Your task: Copy every line of the records below verbatim, keeping them in their original order.
★ ★ ★
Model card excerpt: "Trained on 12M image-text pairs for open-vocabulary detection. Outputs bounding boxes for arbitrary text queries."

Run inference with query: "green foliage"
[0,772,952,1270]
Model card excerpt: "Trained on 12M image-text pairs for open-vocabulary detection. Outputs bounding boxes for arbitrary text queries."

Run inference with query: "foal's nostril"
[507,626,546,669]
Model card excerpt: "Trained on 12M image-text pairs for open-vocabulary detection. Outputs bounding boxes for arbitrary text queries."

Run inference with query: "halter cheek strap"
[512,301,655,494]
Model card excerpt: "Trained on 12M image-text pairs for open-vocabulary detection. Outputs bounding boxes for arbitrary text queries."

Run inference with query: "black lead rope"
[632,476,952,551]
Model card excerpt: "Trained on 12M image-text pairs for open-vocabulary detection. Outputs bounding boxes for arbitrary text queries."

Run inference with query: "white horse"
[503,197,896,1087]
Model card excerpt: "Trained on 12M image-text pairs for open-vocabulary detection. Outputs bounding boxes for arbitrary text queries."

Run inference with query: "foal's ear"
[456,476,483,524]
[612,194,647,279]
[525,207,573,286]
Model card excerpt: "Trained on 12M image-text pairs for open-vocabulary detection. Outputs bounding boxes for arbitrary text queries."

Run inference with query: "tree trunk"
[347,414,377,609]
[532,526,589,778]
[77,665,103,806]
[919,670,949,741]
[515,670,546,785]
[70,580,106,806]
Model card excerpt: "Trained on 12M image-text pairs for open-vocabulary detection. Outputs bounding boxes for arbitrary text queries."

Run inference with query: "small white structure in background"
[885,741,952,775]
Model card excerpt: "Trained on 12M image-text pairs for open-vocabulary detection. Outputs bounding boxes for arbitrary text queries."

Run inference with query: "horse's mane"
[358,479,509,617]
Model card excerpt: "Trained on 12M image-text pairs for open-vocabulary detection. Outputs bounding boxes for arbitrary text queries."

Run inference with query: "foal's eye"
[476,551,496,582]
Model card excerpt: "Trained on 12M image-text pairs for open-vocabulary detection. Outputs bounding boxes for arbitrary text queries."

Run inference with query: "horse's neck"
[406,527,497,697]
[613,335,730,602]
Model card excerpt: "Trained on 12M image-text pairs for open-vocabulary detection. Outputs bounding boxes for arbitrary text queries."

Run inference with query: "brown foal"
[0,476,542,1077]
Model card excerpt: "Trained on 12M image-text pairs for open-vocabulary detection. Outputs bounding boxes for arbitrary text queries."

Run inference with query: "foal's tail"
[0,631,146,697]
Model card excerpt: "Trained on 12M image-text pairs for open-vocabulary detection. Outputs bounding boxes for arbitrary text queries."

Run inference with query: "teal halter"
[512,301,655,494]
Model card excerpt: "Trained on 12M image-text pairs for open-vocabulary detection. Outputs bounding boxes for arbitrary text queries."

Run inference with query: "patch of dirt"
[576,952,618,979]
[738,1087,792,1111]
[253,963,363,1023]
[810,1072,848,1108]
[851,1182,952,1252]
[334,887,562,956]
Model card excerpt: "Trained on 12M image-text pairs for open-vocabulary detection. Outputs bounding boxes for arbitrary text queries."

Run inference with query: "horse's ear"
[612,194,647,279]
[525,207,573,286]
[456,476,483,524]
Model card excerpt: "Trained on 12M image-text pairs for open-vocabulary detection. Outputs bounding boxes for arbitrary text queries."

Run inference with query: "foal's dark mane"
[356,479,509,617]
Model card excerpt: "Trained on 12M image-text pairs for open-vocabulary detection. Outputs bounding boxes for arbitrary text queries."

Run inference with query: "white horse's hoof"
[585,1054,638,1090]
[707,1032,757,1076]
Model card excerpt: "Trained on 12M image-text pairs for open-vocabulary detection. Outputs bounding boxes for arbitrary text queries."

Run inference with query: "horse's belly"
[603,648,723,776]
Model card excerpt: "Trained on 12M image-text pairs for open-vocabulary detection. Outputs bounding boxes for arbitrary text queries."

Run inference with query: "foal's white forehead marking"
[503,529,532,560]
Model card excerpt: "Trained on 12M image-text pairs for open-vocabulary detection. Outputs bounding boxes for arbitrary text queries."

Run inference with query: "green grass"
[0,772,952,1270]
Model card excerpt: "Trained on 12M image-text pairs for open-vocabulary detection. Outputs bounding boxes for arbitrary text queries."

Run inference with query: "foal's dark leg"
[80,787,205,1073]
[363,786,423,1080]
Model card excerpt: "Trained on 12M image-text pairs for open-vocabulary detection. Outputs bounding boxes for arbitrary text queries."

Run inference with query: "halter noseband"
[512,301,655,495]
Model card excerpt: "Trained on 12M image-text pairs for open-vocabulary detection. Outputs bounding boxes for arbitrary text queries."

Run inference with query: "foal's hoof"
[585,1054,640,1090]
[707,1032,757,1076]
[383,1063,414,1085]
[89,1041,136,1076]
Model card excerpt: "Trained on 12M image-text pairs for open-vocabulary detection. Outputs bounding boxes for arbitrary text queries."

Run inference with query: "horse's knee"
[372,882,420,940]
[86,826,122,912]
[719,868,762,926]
★ ★ ★
Task result:
Model card excerpt: "Trained on 12M image-text pairs for open-vocabulary detection. Outputs bounding boxes for arbitrary text queries."

Run inference with query: "green foliage"
[0,772,952,1270]
Model card excerpt: "Trained on 12M image-text pairs for open-vocabulary detection. Outputs bounding boxes for arbitrary text queries."

Run inference with query: "foal's nostril"
[507,626,546,669]
Model card excerpt: "Trained on 12M image-text pairs for open-vocabulary detection. Outputs bounding boxes for arbitrary text queries."

Run inference with query: "halter cheek strap"
[512,301,655,494]
Model card excerpt: "Trained on 12M image-text pairs for open-vocabulary detection. Outputs bounding boxes for arbitrary text queries."

Run inference with query: "black lead rope"
[632,476,952,551]
Model card excerpt: "Trained on 12M image-text pairs for open-vocabulary detection. Outputs bounding boxes for arbitrary text queries."

Run inference with query: "white horse"
[503,197,896,1087]
Model card excerpt: "Trained on 12M image-text pairs for open-vocabulary detection. Outputs bounding boxes for arbitrary text queries."

Run inference with query: "foal's ear"
[456,476,483,524]
[612,194,647,279]
[525,207,573,286]
Model card excerpt: "Trained on 12M image-text pairs for open-vocabulary detection. Outputs bounding boxes for arbitrary text queries."

Run inference with query: "tree trunk"
[347,414,377,609]
[532,526,589,778]
[77,665,103,806]
[919,670,949,741]
[515,670,546,785]
[70,580,106,806]
Model card excerpt: "Trained on 12M image-text pairs for open-vocabulary detection. Outputs bounding boxes for arbitrary text queries."

Run inference with query: "small white structure in background"
[885,741,952,775]
Model card excerpt: "Trained on 12M image-text pairs for open-vocabulary detection. Outputs bounding boxes for arbitrary text queries."

Run inference with query: "horse's mane"
[358,479,509,617]
Model card excerpt: "Trained on 12M image-text pairs for open-vocabulary detection. Outputs bounding boxes for arbitrary text queries."

Run inference with query: "foal's eye"
[476,551,496,582]
Model card excerpt: "Trained on 12M image-text pairs for open-vocabulary detection. Outputs bounding boxes for arbitrary text queries."

Run inference with query: "horse's neck"
[406,527,497,697]
[613,335,730,602]
Model card excerpt: "Trained on 12M image-text pairs for open-vocabulary detection. Outputs bounding boxes for arbitrary text queries."

Run inference with query: "brown foal"
[0,476,542,1077]
Model card excerpt: "Trained on 12M image-text pairs for open-vocabulary detection. Outputs bounding boxes for arbitrary text queries."

Run inference with query: "foal's tail"
[0,631,146,697]
Model card excerpt: "Trained on 12M image-text pairs for open-vocabulary detection. Outputs bounding boxes for arbitrary text queries."

Run inference with query: "teal halter"
[512,301,655,494]
Model card excerpt: "Trained on 12M image-text pairs for open-vocabulary detection. Outputs bounding boxes for arbitrary text queries."

Run inference with query: "patch of dirt"
[576,952,618,979]
[738,1087,792,1111]
[253,963,363,1023]
[810,1072,848,1108]
[851,1182,952,1252]
[334,887,562,956]
Model card excerpt: "Trained on 12M image-text pairs for open-vocabulary detection. Outputs bounding boxes for arbitrary text queries."

Run inference with query: "horse's ear"
[612,194,647,279]
[525,207,573,286]
[456,476,483,524]
Model card excerpt: "Trained on 12M image-text pairs for open-vocabulary detection. Outputs bounding boxes for arbitrary text queries."

Run inference with query: "foal's dark mane"
[356,479,509,617]
Model card excerpt: "Trained on 12M image-text pairs for open-vocabulary detection. Outputs bounding boxes for arbitrary text queries."

Run inference with query: "white horse's hoof"
[585,1054,638,1090]
[707,1032,757,1076]
Model card excerpt: "Trained on 12M image-text pairs for open-vocabulary detection. Outputs bounding boxes for arbitrary text queries."

Run inference with query: "horse's belly"
[603,648,723,776]
Model card excerpt: "Trained on 12M image-text pairs for open-vocabulary detection. Outputs bounding boxes for arbitrary text queries."

Run inference with query: "foal's white forehead marking"
[503,529,532,560]
Model card excerpt: "Trained on 12M image-text pairs for open-vocabulary detection. Outputs bounding boxes for arbitrary text queries."

Run inference with query: "green grass"
[0,772,952,1270]
Model card excerpt: "Trained on 12M image-text pairs for open-vocabulary detection. Outputs bounding boxes for arbitrary text queries."

Run inference with query: "foal's dark leg"
[80,787,205,1073]
[363,786,423,1080]
Model card excerpt: "Trained on 12M image-text pairs for open-vocabulary detection. Outputs bounding boxes for arbitrary text queries."

Run inference with query: "halter noseband"
[512,301,655,495]
Model card excerpt: "Trained on 12M image-text pairs for open-vocabulary detection. Outputs bounding boxes for arbitrary text queries."

Run inference with query: "foal's hoof"
[585,1054,640,1090]
[707,1032,757,1076]
[383,1063,414,1085]
[89,1041,136,1076]
Model card excerpt: "Trained on 12M image-text pairs for open-vocabulary detection. Outputs bounding boxes for arbitrary text queries."

Run inference with query: "horse's knee"
[372,882,420,940]
[86,826,122,912]
[719,868,762,926]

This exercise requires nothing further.